▶ Dataset items:
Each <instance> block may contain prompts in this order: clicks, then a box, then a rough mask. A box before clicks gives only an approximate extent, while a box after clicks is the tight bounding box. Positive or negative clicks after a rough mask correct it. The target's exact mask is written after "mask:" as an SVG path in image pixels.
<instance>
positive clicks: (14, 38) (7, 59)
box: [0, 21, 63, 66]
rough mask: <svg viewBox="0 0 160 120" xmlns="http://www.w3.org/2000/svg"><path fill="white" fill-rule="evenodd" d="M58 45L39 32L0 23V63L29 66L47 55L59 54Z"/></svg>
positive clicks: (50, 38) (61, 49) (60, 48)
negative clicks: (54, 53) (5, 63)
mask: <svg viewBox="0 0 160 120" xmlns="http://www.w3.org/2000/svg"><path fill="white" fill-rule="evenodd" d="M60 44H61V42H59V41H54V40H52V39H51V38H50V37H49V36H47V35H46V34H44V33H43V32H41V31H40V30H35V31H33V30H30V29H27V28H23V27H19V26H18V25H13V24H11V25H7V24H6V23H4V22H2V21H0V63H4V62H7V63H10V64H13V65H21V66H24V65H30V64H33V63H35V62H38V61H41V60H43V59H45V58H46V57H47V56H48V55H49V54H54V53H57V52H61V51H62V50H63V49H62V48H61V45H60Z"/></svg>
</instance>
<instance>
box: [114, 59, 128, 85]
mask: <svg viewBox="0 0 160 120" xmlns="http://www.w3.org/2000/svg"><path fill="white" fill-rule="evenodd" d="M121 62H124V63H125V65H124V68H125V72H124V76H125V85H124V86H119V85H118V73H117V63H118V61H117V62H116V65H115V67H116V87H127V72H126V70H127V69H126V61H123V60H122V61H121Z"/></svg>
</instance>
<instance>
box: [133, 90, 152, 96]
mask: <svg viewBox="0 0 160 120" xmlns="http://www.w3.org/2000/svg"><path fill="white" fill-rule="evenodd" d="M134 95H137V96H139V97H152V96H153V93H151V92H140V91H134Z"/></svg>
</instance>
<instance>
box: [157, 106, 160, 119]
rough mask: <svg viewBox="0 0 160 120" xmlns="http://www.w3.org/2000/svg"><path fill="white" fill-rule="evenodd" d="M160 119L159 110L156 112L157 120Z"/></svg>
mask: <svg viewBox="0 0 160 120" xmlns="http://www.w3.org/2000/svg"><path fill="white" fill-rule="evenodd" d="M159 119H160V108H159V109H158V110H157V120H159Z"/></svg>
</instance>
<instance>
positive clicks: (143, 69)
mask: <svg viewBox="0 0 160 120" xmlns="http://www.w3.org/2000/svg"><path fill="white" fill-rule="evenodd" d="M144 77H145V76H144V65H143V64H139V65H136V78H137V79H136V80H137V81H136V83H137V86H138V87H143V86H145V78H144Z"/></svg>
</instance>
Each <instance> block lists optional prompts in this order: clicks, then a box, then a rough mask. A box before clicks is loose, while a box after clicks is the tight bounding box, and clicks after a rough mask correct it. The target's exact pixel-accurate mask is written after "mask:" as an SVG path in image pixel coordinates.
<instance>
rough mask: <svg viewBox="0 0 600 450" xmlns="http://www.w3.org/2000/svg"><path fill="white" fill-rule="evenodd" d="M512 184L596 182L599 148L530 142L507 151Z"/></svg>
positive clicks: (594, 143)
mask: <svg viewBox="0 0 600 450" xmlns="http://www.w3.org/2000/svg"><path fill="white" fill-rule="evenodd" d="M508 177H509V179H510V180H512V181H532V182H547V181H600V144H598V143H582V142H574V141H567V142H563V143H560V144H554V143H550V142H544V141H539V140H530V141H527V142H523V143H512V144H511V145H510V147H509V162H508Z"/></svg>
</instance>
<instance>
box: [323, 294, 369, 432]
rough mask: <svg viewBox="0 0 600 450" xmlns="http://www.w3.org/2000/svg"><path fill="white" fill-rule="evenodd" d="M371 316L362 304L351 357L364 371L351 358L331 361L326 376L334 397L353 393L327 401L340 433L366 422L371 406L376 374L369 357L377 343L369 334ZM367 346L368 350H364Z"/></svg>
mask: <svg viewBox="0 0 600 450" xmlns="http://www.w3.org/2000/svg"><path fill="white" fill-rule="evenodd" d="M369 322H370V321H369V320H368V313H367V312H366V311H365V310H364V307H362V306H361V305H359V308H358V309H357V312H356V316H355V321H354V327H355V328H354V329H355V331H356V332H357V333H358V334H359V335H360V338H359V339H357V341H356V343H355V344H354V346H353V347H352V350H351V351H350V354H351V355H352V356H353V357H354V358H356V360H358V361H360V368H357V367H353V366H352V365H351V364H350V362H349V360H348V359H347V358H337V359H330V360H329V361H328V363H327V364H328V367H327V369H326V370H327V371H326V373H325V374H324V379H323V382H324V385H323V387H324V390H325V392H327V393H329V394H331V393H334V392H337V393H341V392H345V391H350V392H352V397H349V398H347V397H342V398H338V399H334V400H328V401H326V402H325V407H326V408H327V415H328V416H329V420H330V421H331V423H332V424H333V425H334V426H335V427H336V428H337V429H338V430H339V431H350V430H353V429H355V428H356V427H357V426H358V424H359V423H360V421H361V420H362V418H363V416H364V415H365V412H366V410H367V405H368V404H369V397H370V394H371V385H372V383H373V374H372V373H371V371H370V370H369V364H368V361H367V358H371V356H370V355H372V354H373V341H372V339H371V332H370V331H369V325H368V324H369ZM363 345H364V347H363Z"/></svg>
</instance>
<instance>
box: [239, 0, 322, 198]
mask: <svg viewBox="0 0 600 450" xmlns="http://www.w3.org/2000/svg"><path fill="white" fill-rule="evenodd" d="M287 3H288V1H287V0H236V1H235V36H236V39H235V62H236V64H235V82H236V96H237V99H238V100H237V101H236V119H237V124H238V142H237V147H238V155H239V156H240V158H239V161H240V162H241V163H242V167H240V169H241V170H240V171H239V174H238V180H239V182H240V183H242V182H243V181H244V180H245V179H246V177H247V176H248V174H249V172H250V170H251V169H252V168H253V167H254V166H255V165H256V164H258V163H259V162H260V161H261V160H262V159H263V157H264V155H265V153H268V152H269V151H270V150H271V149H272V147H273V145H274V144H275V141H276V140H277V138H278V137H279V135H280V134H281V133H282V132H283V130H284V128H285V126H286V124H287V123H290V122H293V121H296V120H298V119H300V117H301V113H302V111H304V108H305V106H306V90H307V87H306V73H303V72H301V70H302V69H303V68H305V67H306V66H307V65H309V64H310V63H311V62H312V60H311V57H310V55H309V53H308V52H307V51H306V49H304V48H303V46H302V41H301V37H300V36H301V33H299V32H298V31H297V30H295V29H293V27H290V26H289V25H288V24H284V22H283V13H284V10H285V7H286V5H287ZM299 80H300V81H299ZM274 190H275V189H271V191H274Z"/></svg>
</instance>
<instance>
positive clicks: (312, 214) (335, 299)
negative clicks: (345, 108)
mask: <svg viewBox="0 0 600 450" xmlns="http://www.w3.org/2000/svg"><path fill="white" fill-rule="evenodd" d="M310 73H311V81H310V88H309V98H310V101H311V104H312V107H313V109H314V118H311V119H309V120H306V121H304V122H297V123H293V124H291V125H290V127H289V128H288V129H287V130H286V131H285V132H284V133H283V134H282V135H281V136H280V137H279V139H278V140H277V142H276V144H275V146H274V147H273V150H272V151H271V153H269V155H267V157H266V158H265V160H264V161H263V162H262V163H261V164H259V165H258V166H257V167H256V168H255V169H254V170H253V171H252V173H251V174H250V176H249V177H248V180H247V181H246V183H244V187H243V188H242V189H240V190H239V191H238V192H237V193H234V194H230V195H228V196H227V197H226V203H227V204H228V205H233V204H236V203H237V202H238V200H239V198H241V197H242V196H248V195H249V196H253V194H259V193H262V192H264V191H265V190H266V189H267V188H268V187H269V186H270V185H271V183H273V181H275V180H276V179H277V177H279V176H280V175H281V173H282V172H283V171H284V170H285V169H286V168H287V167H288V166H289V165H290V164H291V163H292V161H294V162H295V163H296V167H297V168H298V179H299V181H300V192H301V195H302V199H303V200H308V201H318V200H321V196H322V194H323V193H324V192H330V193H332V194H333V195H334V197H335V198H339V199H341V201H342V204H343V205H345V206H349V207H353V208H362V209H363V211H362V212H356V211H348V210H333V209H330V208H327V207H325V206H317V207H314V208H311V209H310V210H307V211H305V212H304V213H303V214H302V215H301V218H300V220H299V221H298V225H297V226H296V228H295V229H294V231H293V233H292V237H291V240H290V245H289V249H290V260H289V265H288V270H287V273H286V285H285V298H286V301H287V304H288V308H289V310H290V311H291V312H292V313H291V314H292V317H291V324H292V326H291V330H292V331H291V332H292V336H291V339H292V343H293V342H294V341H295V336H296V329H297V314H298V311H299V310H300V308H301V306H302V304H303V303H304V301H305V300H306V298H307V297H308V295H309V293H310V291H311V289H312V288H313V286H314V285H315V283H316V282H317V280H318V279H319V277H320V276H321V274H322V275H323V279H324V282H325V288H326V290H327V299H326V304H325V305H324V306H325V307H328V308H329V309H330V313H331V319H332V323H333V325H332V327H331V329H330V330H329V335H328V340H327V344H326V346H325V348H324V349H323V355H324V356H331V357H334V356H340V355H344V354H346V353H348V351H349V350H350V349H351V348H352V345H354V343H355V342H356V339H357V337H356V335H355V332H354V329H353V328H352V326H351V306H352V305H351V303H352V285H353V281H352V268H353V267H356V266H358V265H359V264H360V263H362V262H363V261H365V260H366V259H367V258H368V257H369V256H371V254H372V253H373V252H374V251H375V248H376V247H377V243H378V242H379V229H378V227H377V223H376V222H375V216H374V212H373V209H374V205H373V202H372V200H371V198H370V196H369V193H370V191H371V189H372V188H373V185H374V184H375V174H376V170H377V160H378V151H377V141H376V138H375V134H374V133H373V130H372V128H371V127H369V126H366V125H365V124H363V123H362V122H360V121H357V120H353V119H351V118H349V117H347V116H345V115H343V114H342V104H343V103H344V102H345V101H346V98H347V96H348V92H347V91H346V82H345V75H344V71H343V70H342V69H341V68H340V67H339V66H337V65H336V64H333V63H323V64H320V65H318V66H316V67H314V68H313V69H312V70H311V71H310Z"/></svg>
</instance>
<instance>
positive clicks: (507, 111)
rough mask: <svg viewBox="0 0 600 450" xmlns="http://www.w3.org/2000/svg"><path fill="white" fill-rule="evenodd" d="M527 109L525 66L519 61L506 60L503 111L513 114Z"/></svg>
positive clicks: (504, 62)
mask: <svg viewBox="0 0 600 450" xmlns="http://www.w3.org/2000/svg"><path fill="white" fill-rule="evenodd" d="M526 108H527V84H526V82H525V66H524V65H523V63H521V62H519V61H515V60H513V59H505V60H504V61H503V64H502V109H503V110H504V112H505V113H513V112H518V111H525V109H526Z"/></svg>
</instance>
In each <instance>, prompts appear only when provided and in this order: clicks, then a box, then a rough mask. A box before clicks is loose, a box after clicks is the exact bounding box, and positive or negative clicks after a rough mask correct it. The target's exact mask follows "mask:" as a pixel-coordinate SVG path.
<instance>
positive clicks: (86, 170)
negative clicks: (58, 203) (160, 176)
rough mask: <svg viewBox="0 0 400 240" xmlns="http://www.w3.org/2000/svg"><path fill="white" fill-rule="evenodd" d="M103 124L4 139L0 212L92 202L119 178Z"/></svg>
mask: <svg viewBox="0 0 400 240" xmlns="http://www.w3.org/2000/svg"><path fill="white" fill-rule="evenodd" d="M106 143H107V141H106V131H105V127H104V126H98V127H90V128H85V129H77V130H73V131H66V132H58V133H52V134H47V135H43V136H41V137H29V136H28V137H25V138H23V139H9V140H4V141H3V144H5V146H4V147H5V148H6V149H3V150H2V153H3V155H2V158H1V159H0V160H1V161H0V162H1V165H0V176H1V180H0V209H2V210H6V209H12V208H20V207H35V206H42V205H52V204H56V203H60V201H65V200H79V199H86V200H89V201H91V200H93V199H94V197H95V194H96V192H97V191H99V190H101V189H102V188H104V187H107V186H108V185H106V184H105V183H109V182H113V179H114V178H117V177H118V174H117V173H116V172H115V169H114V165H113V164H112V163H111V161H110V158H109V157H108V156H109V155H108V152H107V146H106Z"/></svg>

▶ ABOUT THIS EXERCISE: Could you restate word for word the lines above, from the one that contains "positive clicks: (504, 62)" through the one that contains "negative clicks: (58, 203) (160, 176)", and no others?

▶ WRITTEN ANSWER:
positive clicks: (504, 62)
mask: <svg viewBox="0 0 600 450" xmlns="http://www.w3.org/2000/svg"><path fill="white" fill-rule="evenodd" d="M526 108H527V84H526V82H525V66H524V65H523V63H521V62H519V61H515V60H513V59H505V60H504V61H503V64H502V109H503V110H504V112H505V113H513V112H518V111H525V109H526Z"/></svg>
</instance>
In each <instance>, prompts appear only when provided and in this order: clicks, then a box, then a rough mask. A box before clicks is loose, a box after clicks is the exact bounding box, and positive or negative clicks after a rough mask correct it. The target's exact mask follows "mask:" as a pixel-coordinate SVG path.
<instance>
positive clicks: (86, 170)
negative clicks: (58, 203) (160, 176)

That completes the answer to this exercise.